*HOW TO COMPLETE THIS TASK*
Copy the passage of the weekly crypto news roundup that starts at "Another major milestone" and stops after "at $276 million.", word for word.

=== EXERCISE TEXT ===

As the coronavirus outbreak continues to take a heavy toll on the Chinese economy, last week saw the biggest bull run in 2020 as bitcoin finally broke through the $10, 000 psychological mark. Discussion on crypto regulation by governments and regulators continue to show an increasing interest in the space as well.
The big trending news last week has no doubt been bitcoin finally reaching the $10, 000 over the weekend and maintained this support throughout. Considerable enthusiasm has accompanied sustained price momentum for Bitcoin throughout the past week’s trading. Bitcoin’s year-to-date performance currently stands at more than 40% with analysts saying all signs show a continued upward trend.
Another major milestone last week was when it was revealed that $1 billion in value is now locked in the DeFi markets. DeFi (Decentralized Finance) refers to the use of blockchain, digital assets and smart contracts in financial services such as credit and lending. According to analytics site Defipulse.com, the $1 billion locked in the markets — i.e. across the spectrum of smart contracts, protocols and decentralized applications (DApps) built on Ethereum — is almost 60% denominated in MakerDAO’s DAI stablecoin. Defipulse stats reveal that one year ago today, the value locked in DeFi was roughly a quarter of what it is now, at $276 million.
Last week also saw WazirX — the Indian cryptocurrency exchange recently acquired by Binance — launch its WRX coin through an initial exchange offering (IEO) on Binance Launchpad. The move was dubbed as a big achievement for the Indian crypto industry, as it will likely lead to global recognition. Currently, the Reserve Bank of India has placed banking restrictions and regulatory uncertainty on the crypto space in the country. In 2018, the local crypto community challenged the decision of the central bank in the Supreme Court of India, citing the right to do business under Article 19 of the Indian Constitution.

=== DATASET EXTRACT ===

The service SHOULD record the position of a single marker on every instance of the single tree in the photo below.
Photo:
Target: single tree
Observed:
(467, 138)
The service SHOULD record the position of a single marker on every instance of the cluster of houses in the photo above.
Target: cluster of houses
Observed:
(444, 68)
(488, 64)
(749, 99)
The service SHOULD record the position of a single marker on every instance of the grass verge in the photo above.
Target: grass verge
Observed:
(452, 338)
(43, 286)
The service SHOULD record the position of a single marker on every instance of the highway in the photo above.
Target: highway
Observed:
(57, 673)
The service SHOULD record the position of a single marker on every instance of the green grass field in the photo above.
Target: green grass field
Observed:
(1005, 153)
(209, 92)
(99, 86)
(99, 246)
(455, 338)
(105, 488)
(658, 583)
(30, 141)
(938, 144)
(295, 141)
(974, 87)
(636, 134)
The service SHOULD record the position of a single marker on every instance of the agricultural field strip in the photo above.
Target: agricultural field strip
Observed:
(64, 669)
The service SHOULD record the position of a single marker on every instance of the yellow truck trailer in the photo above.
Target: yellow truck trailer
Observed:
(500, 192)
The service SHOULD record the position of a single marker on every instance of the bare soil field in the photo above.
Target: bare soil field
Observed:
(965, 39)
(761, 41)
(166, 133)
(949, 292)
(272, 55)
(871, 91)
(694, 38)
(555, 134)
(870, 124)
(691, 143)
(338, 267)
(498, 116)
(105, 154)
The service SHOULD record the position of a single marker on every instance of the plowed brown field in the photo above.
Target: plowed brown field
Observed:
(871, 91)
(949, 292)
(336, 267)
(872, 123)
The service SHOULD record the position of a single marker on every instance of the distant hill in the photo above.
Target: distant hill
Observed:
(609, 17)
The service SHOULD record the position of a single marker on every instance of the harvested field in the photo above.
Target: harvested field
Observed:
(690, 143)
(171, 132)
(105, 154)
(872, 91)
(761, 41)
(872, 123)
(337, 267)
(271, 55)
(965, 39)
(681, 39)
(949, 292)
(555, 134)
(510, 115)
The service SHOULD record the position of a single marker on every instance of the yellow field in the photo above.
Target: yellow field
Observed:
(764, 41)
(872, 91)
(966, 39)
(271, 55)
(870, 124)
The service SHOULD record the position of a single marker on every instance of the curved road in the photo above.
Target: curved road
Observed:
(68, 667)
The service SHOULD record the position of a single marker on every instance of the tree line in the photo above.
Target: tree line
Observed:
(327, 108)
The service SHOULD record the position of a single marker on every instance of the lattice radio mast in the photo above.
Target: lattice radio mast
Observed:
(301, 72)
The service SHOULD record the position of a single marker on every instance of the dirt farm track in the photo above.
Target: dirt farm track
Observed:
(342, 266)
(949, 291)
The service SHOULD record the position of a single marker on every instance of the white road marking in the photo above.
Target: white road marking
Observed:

===

*OUTPUT FOR THIS EXERCISE*
Another major milestone last week was when it was revealed that $1 billion in value is now locked in the DeFi markets. DeFi (Decentralized Finance) refers to the use of blockchain, digital assets and smart contracts in financial services such as credit and lending. According to analytics site Defipulse.com, the $1 billion locked in the markets — i.e. across the spectrum of smart contracts, protocols and decentralized applications (DApps) built on Ethereum — is almost 60% denominated in MakerDAO’s DAI stablecoin. Defipulse stats reveal that one year ago today, the value locked in DeFi was roughly a quarter of what it is now, at $276 million.